+++ Data for this exercise

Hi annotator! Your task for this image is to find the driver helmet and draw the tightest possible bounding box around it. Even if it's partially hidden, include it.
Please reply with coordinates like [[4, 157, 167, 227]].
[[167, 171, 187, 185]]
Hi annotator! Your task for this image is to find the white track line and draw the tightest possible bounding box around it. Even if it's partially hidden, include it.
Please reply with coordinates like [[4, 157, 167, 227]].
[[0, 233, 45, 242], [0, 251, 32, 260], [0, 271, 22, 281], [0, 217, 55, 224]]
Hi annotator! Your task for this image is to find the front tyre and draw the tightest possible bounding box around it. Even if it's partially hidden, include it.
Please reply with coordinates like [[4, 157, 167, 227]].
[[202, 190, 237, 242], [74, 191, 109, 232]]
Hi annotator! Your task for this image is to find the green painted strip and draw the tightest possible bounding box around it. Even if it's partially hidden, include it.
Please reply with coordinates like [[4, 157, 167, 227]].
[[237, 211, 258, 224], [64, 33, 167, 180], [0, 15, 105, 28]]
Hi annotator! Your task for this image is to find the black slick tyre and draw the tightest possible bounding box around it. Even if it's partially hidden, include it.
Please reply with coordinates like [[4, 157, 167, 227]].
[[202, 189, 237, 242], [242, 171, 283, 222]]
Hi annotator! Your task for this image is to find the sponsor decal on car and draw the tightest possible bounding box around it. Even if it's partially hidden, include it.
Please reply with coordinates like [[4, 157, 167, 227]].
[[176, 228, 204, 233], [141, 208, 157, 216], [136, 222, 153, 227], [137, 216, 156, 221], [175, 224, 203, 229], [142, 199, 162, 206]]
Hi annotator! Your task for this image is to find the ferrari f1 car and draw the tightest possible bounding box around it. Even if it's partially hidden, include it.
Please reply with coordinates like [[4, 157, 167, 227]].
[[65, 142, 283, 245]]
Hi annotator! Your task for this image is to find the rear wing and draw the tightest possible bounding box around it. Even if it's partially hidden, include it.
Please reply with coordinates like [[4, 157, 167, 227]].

++++++

Your task ::
Report every line of the data above that contains the string "tyre" by copying it in full.

Task answer ::
Hi annotator! Your task for this image is to find the front tyre and draw the tightest possible bounding box around it. Even if it's partially hidden, include it.
Hi annotator! Your task for this image is to find the black slick tyre and draw the tightest possible bounding box around it. Even if it's partially hidden, include it.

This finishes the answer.